**STORED ROWS:**

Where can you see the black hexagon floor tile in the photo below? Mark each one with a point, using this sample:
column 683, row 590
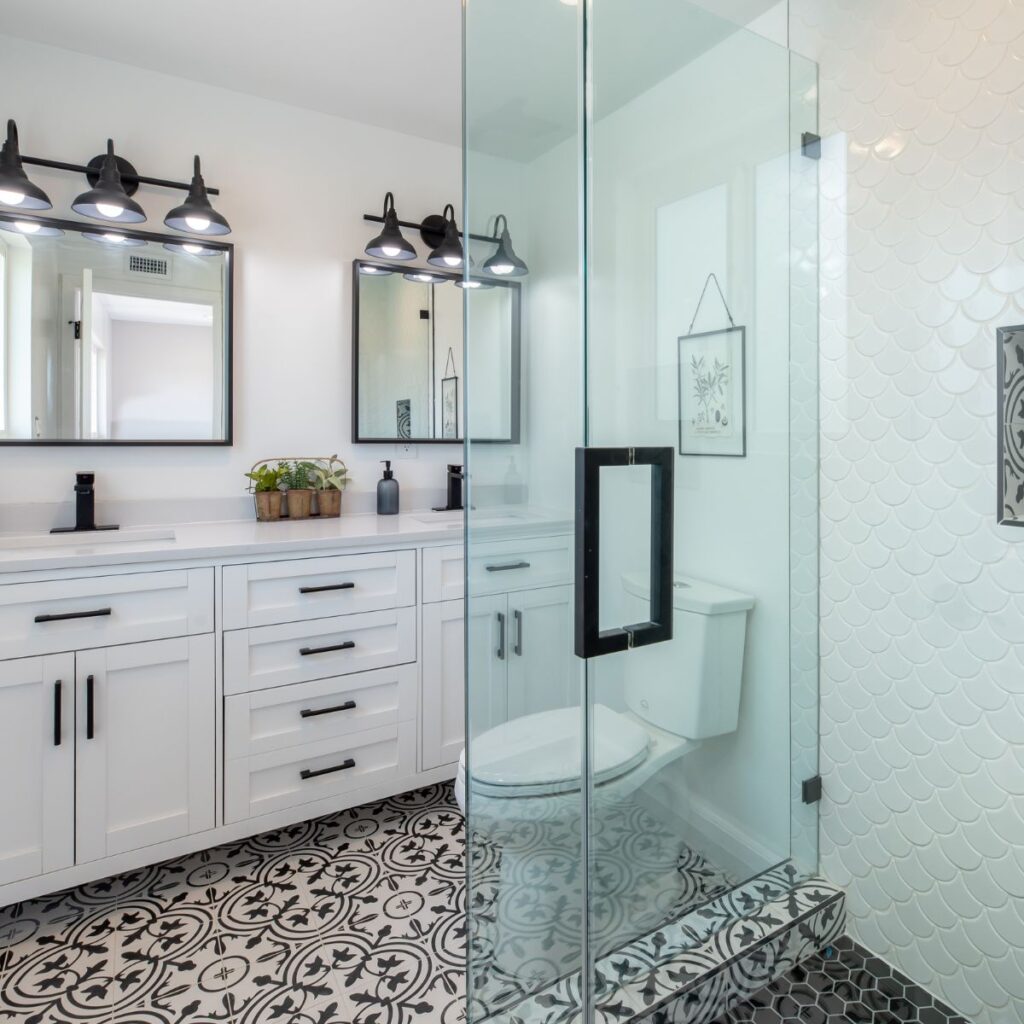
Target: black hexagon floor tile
column 843, row 984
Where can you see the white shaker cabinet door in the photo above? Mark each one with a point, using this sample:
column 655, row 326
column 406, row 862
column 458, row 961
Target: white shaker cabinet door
column 145, row 744
column 443, row 706
column 544, row 674
column 37, row 764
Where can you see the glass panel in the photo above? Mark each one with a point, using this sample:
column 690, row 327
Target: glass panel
column 525, row 865
column 691, row 165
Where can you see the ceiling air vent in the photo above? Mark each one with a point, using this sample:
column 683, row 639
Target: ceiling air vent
column 148, row 265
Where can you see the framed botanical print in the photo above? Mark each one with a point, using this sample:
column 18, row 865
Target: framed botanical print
column 712, row 392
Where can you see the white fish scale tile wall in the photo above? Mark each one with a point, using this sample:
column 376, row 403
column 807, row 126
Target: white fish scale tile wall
column 922, row 594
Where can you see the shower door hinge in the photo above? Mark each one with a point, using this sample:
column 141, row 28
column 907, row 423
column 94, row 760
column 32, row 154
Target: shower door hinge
column 810, row 145
column 811, row 790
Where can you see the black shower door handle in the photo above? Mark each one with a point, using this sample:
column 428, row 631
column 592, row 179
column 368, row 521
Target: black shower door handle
column 591, row 640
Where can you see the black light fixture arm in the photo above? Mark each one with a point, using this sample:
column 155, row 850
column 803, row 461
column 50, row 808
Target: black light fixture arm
column 418, row 225
column 126, row 177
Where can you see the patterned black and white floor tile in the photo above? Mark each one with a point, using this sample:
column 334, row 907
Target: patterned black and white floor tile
column 357, row 918
column 843, row 984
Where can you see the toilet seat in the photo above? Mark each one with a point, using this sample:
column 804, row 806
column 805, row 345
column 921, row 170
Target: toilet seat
column 539, row 755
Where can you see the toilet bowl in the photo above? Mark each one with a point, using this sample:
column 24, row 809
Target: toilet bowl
column 677, row 693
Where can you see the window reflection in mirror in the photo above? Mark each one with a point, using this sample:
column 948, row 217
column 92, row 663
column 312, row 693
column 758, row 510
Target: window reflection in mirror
column 109, row 343
column 408, row 347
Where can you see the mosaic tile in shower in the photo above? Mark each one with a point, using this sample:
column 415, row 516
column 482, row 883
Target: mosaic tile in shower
column 843, row 984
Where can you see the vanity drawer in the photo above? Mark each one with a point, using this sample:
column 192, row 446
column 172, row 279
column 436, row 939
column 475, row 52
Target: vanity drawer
column 305, row 713
column 295, row 652
column 102, row 611
column 292, row 776
column 497, row 567
column 265, row 593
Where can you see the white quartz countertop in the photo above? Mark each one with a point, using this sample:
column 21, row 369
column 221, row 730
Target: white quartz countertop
column 203, row 541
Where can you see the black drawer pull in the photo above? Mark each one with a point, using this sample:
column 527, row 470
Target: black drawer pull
column 90, row 707
column 312, row 773
column 347, row 645
column 321, row 590
column 95, row 613
column 57, row 705
column 313, row 712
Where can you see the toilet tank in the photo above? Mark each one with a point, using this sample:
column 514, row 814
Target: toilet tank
column 689, row 685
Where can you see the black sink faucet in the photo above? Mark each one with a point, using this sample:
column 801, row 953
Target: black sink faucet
column 455, row 478
column 85, row 506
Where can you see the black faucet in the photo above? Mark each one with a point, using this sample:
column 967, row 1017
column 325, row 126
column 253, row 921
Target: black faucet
column 85, row 507
column 455, row 478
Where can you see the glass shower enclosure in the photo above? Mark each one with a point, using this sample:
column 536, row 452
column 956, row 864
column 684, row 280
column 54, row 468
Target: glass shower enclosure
column 641, row 567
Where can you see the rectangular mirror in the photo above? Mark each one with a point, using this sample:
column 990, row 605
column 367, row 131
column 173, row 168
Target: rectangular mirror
column 109, row 337
column 408, row 356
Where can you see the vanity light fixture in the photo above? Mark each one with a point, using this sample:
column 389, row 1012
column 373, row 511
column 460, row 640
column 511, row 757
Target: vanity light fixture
column 505, row 263
column 197, row 214
column 113, row 239
column 192, row 249
column 449, row 253
column 390, row 244
column 108, row 199
column 15, row 188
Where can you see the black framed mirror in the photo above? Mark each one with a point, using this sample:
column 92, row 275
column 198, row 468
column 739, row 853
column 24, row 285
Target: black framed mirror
column 408, row 356
column 111, row 336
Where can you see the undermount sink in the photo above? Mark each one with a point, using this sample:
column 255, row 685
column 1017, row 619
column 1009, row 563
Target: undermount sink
column 87, row 539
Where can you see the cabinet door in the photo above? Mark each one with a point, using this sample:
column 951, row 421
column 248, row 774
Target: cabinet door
column 37, row 763
column 444, row 676
column 544, row 673
column 145, row 744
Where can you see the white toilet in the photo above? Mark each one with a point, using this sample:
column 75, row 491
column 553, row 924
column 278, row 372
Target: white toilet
column 677, row 693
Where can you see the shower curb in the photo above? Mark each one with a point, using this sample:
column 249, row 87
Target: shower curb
column 693, row 971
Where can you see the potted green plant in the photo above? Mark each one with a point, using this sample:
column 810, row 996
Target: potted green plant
column 298, row 487
column 330, row 477
column 265, row 486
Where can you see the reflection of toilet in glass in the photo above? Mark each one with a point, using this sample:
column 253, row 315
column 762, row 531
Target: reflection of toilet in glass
column 525, row 793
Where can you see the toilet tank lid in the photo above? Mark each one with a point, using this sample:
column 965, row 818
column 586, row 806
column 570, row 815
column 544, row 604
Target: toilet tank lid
column 690, row 594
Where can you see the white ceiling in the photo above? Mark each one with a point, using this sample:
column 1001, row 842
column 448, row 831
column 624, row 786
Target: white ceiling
column 397, row 64
column 391, row 62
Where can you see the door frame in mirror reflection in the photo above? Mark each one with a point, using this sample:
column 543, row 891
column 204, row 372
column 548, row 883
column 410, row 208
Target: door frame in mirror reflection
column 226, row 302
column 515, row 356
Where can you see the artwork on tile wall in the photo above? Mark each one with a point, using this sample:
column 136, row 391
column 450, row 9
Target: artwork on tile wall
column 1010, row 361
column 712, row 385
column 403, row 413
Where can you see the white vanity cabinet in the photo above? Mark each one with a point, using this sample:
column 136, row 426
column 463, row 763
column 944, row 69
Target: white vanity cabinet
column 107, row 737
column 519, row 637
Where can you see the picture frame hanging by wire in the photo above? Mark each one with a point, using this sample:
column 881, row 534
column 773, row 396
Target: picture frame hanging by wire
column 450, row 400
column 713, row 387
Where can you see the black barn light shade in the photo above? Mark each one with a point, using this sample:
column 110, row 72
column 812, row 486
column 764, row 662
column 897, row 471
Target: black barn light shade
column 197, row 215
column 15, row 188
column 108, row 200
column 390, row 244
column 450, row 253
column 505, row 263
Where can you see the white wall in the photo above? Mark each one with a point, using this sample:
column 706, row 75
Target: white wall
column 295, row 185
column 922, row 593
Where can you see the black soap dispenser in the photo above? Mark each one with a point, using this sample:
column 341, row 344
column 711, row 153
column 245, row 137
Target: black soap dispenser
column 387, row 493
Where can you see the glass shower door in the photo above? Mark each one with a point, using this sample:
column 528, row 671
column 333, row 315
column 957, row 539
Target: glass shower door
column 641, row 572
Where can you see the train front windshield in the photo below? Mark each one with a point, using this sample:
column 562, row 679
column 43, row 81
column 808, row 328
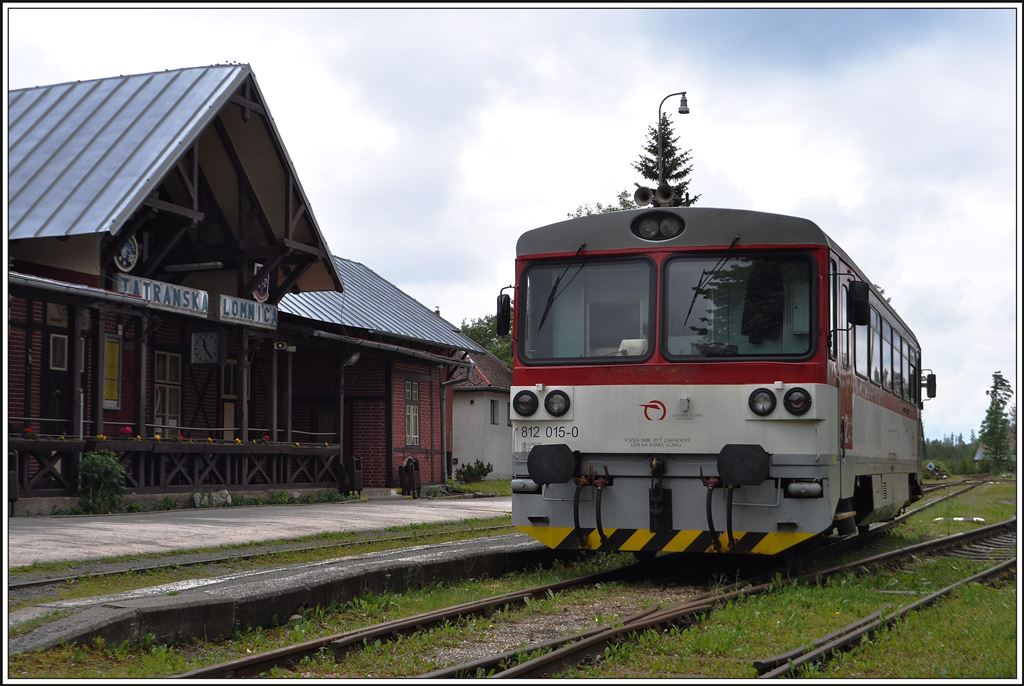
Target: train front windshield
column 721, row 306
column 589, row 310
column 748, row 306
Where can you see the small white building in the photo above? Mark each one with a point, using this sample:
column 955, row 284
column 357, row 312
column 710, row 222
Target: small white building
column 481, row 424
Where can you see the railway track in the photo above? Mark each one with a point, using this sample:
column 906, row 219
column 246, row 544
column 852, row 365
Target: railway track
column 570, row 649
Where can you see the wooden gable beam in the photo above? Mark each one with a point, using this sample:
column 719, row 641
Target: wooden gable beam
column 118, row 242
column 245, row 182
column 279, row 292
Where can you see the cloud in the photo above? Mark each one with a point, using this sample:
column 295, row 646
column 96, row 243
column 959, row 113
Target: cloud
column 429, row 140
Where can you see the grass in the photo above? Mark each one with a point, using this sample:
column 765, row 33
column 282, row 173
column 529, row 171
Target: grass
column 969, row 635
column 492, row 486
column 422, row 534
column 146, row 659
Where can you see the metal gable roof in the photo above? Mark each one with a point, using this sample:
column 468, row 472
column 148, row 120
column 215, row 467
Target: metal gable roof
column 372, row 303
column 83, row 156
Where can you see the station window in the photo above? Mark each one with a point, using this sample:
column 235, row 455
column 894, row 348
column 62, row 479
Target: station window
column 167, row 390
column 58, row 351
column 412, row 413
column 860, row 350
column 112, row 372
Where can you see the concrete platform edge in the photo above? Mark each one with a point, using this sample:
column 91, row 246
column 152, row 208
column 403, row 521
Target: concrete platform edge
column 200, row 614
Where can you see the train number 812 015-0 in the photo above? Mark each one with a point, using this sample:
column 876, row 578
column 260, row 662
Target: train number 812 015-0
column 549, row 432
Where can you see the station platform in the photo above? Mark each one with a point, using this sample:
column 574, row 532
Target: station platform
column 215, row 607
column 81, row 538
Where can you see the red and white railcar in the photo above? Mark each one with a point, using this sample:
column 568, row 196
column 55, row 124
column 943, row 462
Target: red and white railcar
column 705, row 380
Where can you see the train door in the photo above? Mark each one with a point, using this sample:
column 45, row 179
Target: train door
column 846, row 381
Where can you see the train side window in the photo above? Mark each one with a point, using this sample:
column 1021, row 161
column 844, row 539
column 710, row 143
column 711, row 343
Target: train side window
column 914, row 382
column 897, row 365
column 860, row 350
column 833, row 283
column 905, row 379
column 875, row 348
column 887, row 355
column 844, row 336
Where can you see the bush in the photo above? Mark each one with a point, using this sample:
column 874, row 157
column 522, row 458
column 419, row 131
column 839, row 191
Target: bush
column 474, row 472
column 100, row 482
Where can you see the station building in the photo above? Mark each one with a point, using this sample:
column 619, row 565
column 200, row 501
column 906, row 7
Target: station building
column 171, row 298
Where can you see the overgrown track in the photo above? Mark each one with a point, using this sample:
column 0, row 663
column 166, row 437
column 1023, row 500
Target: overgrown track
column 569, row 650
column 341, row 643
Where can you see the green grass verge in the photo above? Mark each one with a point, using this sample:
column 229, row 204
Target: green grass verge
column 147, row 659
column 969, row 635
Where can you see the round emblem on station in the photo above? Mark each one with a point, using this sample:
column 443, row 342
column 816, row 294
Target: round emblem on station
column 127, row 257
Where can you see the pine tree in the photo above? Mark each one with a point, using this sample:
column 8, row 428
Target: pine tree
column 995, row 427
column 676, row 165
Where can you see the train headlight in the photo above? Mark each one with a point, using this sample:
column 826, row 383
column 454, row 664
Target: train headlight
column 671, row 226
column 762, row 402
column 525, row 403
column 647, row 228
column 797, row 401
column 557, row 403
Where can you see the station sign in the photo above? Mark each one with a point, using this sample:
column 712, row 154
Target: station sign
column 160, row 295
column 239, row 310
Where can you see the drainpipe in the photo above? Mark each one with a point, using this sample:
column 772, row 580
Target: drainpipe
column 444, row 425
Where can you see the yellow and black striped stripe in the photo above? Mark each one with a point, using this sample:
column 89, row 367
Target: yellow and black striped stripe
column 642, row 540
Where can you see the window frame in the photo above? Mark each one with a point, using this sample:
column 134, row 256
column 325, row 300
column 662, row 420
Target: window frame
column 118, row 340
column 167, row 385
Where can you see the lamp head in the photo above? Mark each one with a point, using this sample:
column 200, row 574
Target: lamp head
column 683, row 108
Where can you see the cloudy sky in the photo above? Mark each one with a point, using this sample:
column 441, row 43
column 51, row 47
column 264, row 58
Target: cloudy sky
column 427, row 140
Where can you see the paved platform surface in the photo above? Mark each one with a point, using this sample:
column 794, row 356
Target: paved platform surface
column 85, row 538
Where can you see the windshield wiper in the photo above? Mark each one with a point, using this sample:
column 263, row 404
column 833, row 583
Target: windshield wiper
column 706, row 277
column 554, row 287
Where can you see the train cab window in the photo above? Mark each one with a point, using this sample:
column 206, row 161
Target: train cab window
column 844, row 334
column 875, row 348
column 588, row 310
column 743, row 306
column 897, row 365
column 887, row 355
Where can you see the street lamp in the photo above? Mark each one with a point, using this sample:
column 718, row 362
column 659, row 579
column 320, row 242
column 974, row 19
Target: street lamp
column 664, row 193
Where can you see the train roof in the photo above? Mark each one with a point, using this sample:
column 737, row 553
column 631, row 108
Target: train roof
column 704, row 226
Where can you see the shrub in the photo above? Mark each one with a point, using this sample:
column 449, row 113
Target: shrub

**EXERCISE:**
Lay out the data from the line with "Where can you see the station window" to the line with "column 112, row 372" as a Markdown table with the columns Row and Line, numbering each row and leaving out blank lines.

**TASK RESULT:**
| Row | Line |
|---|---|
| 1 | Where can you see the station window in the photo above? Mark each one with a point, using this sample: |
| 2 | column 235, row 455 |
| 3 | column 894, row 348 |
| 4 | column 62, row 479 |
| 5 | Target: station window |
| 6 | column 167, row 390 |
| 7 | column 58, row 351 |
| 8 | column 412, row 413 |
| 9 | column 860, row 350 |
| 10 | column 112, row 372 |